## [Exercise requirements]
(a) Translate into Spanish this sentence from the tensor product thread: "It would imply that all bilinear maps are symmetric."
(b) Repeat word for word the passage of the tensor product thread starting with "For any vector" and going on through "of $V$ by itself.".

## [Given text]
#####

Is the tensor product (of vector spaces) commutative?

No, it is not commutative. It would imply that all bilinear maps are symmetric.

For any vector space $V$ over a field $K$, we only have an isomorphism \begin{align}V\otimes _KV&\longrightarrow V\otimes_KV, \\v_1\otimes v_2&\longmapsto v_2\otimes v_1. \end{align}

Furthermore, the quotient of $V\otimes_K V$ by the subspace generated by all tensors $v_1\otimes v_2 - v_2\otimes v_1$ is called the symmetric product of $V$ by itself.


Certainly not. We can dualize an element of $\Bbb R^n \otimes \Bbb R^n$ and then view it as a map $(\Bbb R^n)^* \times (\Bbb R^n)^* \to \Bbb R$. Then, if $(\epsilon^a)$ denotes the basis of $(\Bbb R^n)^*$ dual to $(e_a)$, concretely we have $$(e_1 \otimes e_2)(\epsilon^1, \epsilon^2) = e_1(\epsilon^1) e_2(\epsilon^2) = (1) (1) = 1$$ but $$(e_2 \otimes e_1)(\epsilon^1, \epsilon^2) = e_2(\epsilon^1) e_1(\epsilon^2) = (0) (0) = 0 .$$ Therefore $$e_1 \otimes e_2 \neq e_2 \otimes e_1 .$$

#####

## [Data provided]
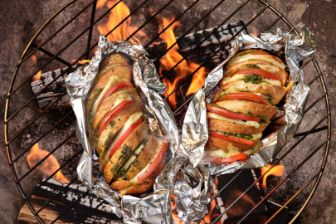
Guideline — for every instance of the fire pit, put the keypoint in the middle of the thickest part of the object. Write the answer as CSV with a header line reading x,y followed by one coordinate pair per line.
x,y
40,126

#####

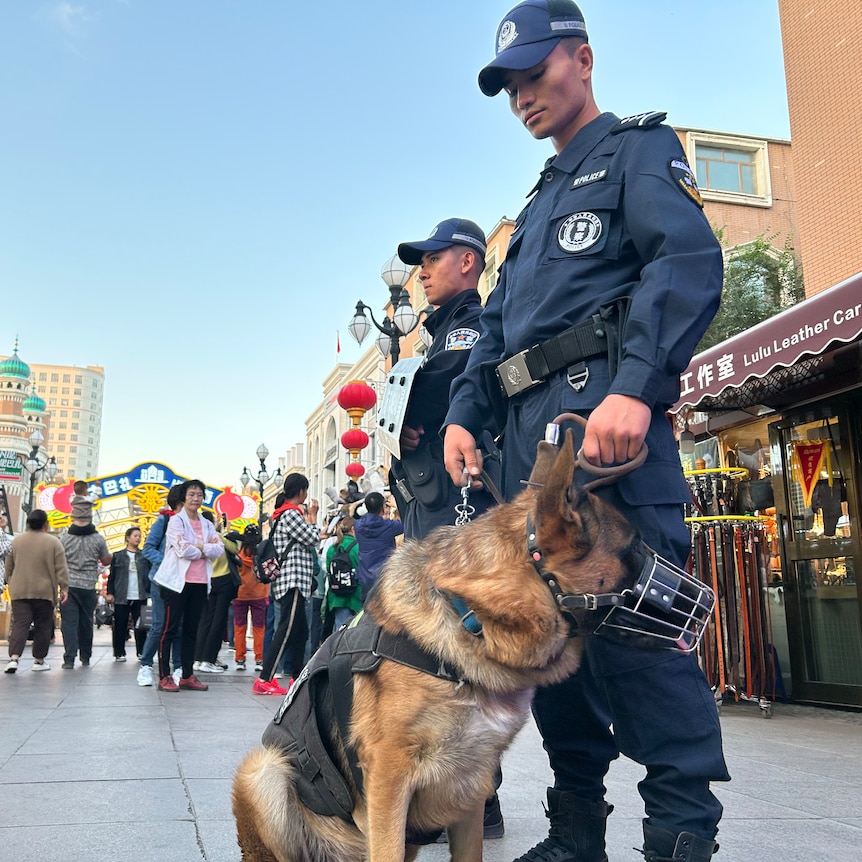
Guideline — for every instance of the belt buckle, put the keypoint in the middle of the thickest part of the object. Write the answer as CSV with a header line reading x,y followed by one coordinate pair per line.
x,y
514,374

#####

## [Outputs for the tasks]
(a) Implicaría que todas las aplicaciones bilineales son simétricas.

(b)
For any vector space $V$ over a field $K$, we only have an isomorphism \begin{align}V\otimes _KV&\longrightarrow V\otimes_KV, \\v_1\otimes v_2&\longmapsto v_2\otimes v_1. \end{align}

Furthermore, the quotient of $V\otimes_K V$ by the subspace generated by all tensors $v_1\otimes v_2 - v_2\otimes v_1$ is called the symmetric product of $V$ by itself.